WRITTEN TASK A: In the object detection rows below, swap "ramp structure" for "loading dock" and leave every other part of the lines unchanged.

SELECTED EXCERPT:
I WAS TORN APART when I first posted here before the site crashed... I would show you it if I could but as I said the site crashed. 

And the stupid customers I refer to are the ones who think they know everything and when told they cannot have that fish they go somewhere else to buy it or they try and gert the stuff they need for it but still doesnt cut it... as in the girl and her mother... she did not listen the first time, the second time or even the third, THAT is stupidity. Or the people that say they have had fish for years and act like they know what they are doing but don't. Its the people that are ignorant and refuse to learn that tick me off. 

Funny thing is, is that you are attacking us much like what you are accusing us of doing. :roll: 

Anyways this post would be best as locked and done with as this is going to be a huge argument.


----------



## Fishfirst (Jan 24, 2005)

Settle down everyone... Yes I agree... some people on here (I won't mention anyone in particular) take this way to seriously and are of no help when someone asks a question totally unrelated. But some of it has good cause for concern. 

Posters just remember this: Its not what you said, its HOW you said it. 

That is what people are getting all rilled up here in this post. 

Next time if you see an over stocked tank dont say... "WOW YOUR TANK IS WAY OVER STOCKED JEZZZ!"
instead say "Just to warn you, your tank list looks pretty crowded, you may want to give away some of your fish so you don't have future problems."


----------



## fishouttawater (Mar 4, 2005)

Like I said before, I most certainly didn't mean to cause an arguement, and for that I apologize, point has been made, and I am done with it. It would be nice if yes, the moderator would lock this subject now. An argument wasn't the intention. I am very sorry, I was having a very long and tiring day, and am quite upset over my fish and feel helpless at the moment, we are 100 miles from the nearest place to even buy fish food, 300 miles to the nearest actual pet store. My hands are so tied at the moment is all. I just needed help with what I have, I have no place to go to fix tank size etc at the moment. 29 gallons, 10 fish, and the whole thing is cycling, I don't want any living creature to suffer, but have to stay realistic too, they are after all, food to some people. sigh, again, from the bottom of my butt (as it is bigger than my heart) I AM SO SORRY that i opened this can of worms. and i am even more sorry if i upset anyone.


----------



## fish_doc (Jan 31, 2005)

Some of you are right in saying your tank is overstocked or you need to get rid of a few fish. But I also agree that you need to say it in a toned down manner. While at school do you learn better when you enjoy the class and things are presented in a fun fashion or when someone is yelling at you telling you how stupid you are. People come here to learn because they two care about their fish and want the best for them. They come here on their own and not because they are looking for a degree. So they can and will leave if they get a attitude from us. At that point we have ruined the whole reason for this forum. And like you said Lexus you like many others took a few harsh posts when you first came here. But that does not justify forwarding that attitude to other newbies.

WRITTEN TASK B: Which usernames head the posts in the fish-forum thread above?

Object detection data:
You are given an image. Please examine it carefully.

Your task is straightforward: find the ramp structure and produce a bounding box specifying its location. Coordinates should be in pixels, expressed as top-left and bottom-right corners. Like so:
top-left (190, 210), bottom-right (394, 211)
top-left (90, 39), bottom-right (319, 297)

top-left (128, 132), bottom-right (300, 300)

FULL ANSWER A:
You are given an image. Please examine it carefully.

Your task is straightforward: find the loading dock and produce a bounding box specifying its location. Coordinates should be in pixels, expressed as top-left and bottom-right corners. Like so:
top-left (190, 210), bottom-right (394, 211)
top-left (90, 39), bottom-right (319, 297)

top-left (128, 132), bottom-right (300, 300)

FULL ANSWER B: Fishfirst, fishouttawater, fish_doc